## Your task
After locating the line with "point: steller's sea" in the entries below, output it and each following line up to and including the line with "point: dark brown wing", exactly and without pictures.

## Supplied material
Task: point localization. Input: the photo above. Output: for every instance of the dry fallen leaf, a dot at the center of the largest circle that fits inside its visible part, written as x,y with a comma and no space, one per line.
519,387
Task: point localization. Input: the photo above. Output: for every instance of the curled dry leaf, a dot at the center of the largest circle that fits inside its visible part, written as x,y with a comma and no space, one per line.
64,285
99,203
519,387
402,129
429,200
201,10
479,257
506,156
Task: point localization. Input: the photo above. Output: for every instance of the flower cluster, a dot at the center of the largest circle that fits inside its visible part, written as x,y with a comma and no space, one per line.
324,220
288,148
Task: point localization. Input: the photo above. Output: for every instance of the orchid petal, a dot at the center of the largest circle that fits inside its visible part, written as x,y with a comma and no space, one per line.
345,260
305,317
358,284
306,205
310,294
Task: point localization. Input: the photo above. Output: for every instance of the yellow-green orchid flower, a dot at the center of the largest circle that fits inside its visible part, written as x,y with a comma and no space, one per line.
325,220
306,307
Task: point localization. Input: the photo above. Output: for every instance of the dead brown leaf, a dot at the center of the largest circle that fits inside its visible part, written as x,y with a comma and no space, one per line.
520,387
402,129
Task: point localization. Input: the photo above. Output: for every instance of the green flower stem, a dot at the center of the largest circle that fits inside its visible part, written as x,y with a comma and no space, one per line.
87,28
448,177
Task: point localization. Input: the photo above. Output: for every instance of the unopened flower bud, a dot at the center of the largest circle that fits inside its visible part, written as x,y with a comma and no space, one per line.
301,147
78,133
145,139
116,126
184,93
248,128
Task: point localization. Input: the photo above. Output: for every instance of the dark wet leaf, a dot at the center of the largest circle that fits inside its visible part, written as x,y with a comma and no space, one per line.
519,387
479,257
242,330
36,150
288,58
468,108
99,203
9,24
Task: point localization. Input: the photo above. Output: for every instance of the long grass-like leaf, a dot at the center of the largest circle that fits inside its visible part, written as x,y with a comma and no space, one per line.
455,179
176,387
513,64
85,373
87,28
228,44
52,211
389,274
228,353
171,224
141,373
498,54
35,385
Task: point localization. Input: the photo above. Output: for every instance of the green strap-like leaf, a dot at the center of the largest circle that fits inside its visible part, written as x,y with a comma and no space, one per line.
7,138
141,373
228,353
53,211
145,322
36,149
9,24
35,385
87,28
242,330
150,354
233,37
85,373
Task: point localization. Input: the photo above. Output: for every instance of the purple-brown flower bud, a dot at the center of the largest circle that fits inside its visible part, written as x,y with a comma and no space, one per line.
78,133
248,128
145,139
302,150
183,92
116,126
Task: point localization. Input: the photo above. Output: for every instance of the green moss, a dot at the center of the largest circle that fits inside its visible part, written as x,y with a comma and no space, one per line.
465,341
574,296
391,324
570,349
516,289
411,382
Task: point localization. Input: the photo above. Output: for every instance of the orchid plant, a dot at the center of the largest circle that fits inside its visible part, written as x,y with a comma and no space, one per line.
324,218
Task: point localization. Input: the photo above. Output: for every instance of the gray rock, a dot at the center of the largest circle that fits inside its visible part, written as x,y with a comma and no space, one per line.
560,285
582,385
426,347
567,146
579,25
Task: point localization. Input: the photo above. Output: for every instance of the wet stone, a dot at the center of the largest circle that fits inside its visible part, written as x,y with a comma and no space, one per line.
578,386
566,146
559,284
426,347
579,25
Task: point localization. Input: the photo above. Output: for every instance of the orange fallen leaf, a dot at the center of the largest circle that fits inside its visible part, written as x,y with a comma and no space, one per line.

---

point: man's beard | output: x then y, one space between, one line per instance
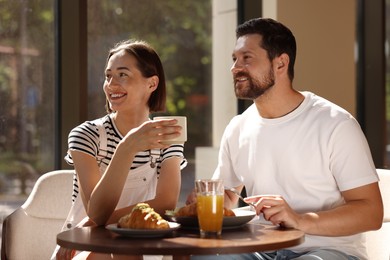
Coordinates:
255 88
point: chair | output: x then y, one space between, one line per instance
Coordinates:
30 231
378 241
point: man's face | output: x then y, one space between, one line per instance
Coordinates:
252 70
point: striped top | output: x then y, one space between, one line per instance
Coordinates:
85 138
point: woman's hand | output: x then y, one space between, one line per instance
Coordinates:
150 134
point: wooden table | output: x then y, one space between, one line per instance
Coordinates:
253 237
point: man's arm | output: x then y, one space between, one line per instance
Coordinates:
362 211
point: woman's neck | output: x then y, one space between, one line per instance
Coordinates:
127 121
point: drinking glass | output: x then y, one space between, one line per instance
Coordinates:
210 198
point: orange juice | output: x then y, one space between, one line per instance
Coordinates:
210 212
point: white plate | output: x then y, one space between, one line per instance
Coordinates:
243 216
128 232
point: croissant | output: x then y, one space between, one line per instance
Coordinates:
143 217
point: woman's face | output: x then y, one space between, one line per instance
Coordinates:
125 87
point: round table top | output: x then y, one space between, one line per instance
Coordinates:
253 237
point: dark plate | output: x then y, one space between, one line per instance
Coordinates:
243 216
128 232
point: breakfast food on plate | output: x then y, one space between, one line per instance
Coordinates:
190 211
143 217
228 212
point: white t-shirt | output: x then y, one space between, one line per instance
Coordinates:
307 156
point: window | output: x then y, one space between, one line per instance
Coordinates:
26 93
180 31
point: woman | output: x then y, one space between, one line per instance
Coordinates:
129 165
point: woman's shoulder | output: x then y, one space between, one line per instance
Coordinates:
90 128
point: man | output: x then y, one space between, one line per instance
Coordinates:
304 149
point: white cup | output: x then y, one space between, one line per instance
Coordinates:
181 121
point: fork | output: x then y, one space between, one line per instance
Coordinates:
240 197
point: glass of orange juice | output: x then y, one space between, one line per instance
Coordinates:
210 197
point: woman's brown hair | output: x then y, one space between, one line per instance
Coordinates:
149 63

--

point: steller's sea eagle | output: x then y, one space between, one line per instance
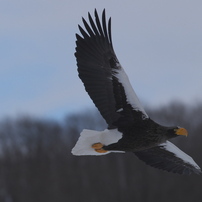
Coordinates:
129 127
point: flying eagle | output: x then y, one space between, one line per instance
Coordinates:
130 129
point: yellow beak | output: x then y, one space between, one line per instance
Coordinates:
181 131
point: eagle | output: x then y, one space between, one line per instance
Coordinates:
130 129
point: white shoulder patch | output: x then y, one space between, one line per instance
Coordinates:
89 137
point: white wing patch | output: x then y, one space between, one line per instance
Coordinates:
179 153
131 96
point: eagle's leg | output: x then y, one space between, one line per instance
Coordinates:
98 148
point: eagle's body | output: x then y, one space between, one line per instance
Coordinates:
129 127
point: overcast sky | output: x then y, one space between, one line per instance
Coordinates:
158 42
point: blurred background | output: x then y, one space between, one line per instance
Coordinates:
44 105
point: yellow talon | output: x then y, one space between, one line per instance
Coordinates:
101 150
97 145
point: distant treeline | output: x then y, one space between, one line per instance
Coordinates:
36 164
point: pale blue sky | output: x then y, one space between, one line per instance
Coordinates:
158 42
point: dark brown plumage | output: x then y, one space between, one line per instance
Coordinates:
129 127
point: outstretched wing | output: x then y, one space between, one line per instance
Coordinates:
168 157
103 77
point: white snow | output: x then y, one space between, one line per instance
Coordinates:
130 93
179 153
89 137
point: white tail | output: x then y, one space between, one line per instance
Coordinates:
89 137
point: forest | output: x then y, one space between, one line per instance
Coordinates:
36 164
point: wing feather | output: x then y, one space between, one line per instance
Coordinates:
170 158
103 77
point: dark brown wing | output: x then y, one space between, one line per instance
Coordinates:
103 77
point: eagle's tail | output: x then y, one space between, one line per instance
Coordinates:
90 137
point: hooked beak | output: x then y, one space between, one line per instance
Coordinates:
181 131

## Exercise answer
point: steller's sea eagle | output: x then y, one space between, one line per instance
Coordinates:
129 127
point: flying eagle | output: x then y, one space between, one line per instance
Coordinates:
130 129
point: yellow beak | output: x then y, one space between, one line per instance
Coordinates:
181 131
point: eagle | output: x then y, one space between, one line per instance
Coordinates:
130 129
point: white shoulder patch | output: x then y, one space between, one line per instance
Coordinates:
89 137
point: white wing patch | output: x then y, one space between, one line per instance
Coordinates:
179 153
131 96
point: eagle's leg | output: x then y, one space between, one line per instance
Coordinates:
98 148
point: eagle's body | output: x then y, one space between, one line per instance
Coordinates:
129 127
point: overcast sky | output: x then y, one space between, one line per instance
Coordinates:
158 42
point: blurred background | output: x then y, one space between, one line per instance
Coordinates:
44 105
point: yellow talon | output: x then y, one space between, one line per instance
Coordinates:
101 150
97 145
point: distant treeline | output: x then y, one space between, one line per instance
Coordinates:
36 164
point: pale blue sky | output: x then y, one space between, one line per instance
Coordinates:
158 42
point: dark brown plumage | output: x then y, one space between, one line per instance
Coordinates:
129 127
point: outstretched wing | output: x then y, one space between, one line per instance
Coordinates:
168 157
103 77
point: white snow | output: x then y, one space between, one line per instance
Coordinates:
130 93
179 153
89 137
point: white tail | output: x then y, one space between, one line per instance
Coordinates:
89 137
point: forest | output: x then y, one space between, one line per instance
Coordinates:
36 164
point: wing feather | output: x then y, one space between, one line per instance
Coordinates:
170 158
103 77
point: dark brown wing | output: x then y, one space between, one line per instance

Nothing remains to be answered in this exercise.